## [Problem description]
When you reach the line containing "Security feed analysis request: locate the purple" in the entries below, repeat it and each line after it exactly until the entries end.
[Opening Source records section]
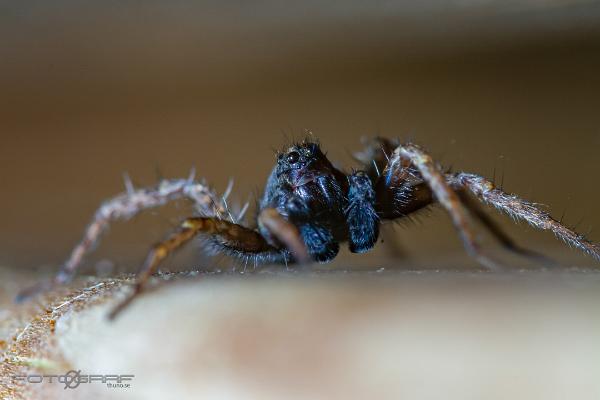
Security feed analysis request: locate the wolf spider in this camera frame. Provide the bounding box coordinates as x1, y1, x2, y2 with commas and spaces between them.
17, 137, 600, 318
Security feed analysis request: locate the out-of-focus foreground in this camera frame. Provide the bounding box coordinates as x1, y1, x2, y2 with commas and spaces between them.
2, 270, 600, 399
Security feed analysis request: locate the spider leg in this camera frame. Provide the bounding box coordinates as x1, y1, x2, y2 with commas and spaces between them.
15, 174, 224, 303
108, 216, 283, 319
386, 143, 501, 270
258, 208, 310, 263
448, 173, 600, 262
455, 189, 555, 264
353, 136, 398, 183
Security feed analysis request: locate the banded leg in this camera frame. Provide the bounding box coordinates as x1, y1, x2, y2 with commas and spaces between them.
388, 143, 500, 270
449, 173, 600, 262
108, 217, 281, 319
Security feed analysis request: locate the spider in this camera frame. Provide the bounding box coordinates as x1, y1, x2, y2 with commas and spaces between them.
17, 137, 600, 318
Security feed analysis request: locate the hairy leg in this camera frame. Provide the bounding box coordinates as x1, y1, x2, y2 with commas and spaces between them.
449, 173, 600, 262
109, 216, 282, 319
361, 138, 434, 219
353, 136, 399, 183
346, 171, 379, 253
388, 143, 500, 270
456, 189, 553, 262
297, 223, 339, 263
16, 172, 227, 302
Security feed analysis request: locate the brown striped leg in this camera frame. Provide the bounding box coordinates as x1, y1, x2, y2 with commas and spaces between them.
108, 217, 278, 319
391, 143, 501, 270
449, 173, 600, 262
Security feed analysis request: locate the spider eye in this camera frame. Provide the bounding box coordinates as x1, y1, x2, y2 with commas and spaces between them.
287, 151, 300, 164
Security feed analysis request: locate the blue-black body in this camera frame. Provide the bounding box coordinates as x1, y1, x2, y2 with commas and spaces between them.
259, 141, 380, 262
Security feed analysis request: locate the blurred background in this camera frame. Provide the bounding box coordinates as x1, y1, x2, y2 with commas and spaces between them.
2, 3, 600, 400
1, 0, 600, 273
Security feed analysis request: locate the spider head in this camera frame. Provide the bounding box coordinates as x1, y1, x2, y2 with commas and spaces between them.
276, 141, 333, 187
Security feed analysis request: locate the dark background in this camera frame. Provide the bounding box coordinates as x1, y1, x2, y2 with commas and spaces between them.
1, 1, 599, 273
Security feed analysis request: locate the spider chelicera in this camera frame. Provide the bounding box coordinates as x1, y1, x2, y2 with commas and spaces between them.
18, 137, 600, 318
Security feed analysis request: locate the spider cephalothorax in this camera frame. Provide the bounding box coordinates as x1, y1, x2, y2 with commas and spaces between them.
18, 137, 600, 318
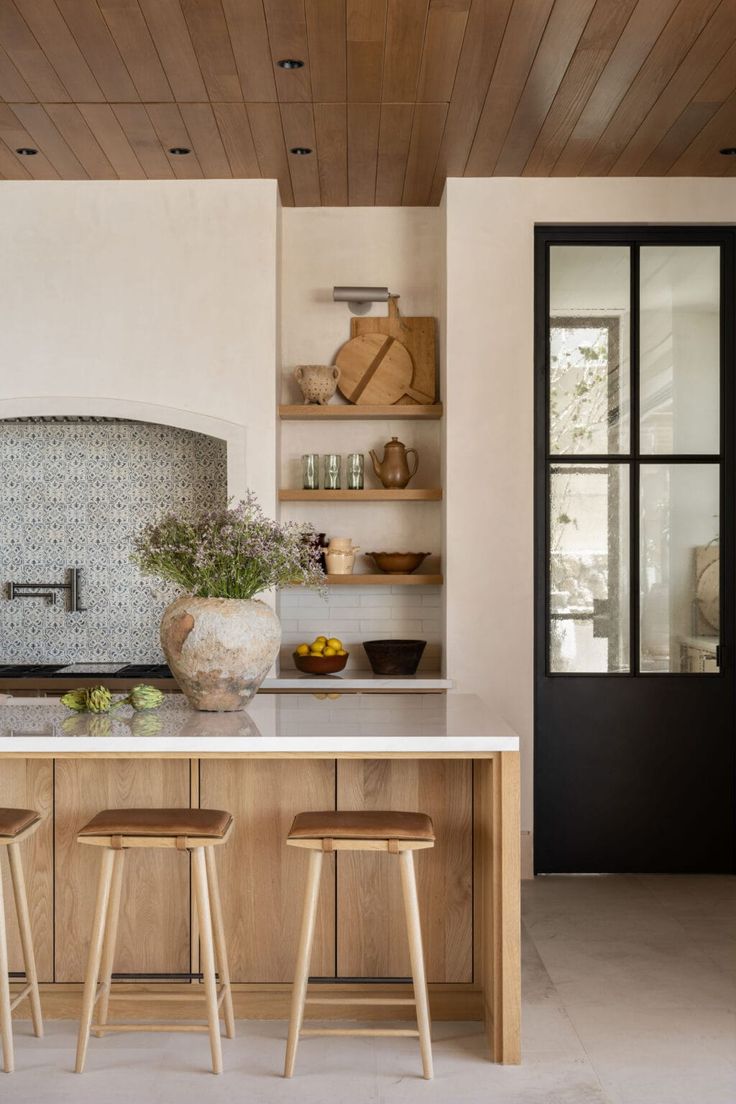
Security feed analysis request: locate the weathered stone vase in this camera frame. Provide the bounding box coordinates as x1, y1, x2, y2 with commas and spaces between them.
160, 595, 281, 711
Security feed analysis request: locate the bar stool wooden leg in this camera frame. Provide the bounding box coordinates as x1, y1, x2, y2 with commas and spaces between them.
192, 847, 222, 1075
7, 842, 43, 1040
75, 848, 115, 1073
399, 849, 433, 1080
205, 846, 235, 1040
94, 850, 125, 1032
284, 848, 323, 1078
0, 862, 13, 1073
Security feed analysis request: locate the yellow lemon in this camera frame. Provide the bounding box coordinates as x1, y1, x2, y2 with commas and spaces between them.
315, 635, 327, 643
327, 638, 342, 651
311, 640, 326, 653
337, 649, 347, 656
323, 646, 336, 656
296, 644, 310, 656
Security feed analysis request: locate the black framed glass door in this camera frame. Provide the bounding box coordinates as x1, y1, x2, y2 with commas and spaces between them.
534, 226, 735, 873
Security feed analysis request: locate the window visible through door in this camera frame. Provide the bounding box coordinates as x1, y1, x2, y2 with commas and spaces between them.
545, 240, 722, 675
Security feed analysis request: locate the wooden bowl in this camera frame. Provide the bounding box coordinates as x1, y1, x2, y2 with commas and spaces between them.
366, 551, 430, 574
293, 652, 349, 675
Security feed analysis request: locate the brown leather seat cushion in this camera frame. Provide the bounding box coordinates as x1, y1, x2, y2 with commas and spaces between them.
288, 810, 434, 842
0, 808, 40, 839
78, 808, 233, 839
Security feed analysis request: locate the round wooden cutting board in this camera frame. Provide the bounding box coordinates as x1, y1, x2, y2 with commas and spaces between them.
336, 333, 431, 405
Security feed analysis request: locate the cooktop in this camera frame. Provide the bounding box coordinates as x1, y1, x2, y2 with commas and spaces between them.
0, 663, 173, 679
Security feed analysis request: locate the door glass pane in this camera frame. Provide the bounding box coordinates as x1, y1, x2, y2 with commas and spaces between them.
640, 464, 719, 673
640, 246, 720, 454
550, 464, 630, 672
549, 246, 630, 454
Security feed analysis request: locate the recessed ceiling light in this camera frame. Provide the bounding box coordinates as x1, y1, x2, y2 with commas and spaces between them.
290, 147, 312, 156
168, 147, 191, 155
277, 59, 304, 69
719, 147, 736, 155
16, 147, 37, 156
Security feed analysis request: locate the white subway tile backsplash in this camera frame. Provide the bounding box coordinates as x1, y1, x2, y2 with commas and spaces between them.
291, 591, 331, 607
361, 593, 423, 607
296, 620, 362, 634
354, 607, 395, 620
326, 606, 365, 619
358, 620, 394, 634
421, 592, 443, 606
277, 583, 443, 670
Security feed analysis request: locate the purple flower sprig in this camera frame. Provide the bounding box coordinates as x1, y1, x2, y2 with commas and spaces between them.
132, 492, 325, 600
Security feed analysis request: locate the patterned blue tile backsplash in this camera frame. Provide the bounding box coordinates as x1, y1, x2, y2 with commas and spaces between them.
[Closing Source records section]
## [Response to this exercise]
Security feed analysis request: locate the purple flower sprig in this camera frame. Provide the bounding box coordinates as x1, y1, x2, y2 with commas and spaces between them.
132, 492, 325, 600
Security feed analysis request: locate the patterned blue tile backsplash in this camera frame. Provide the bounding box coordinates as x1, y1, x2, y2 with commas and spaces between them.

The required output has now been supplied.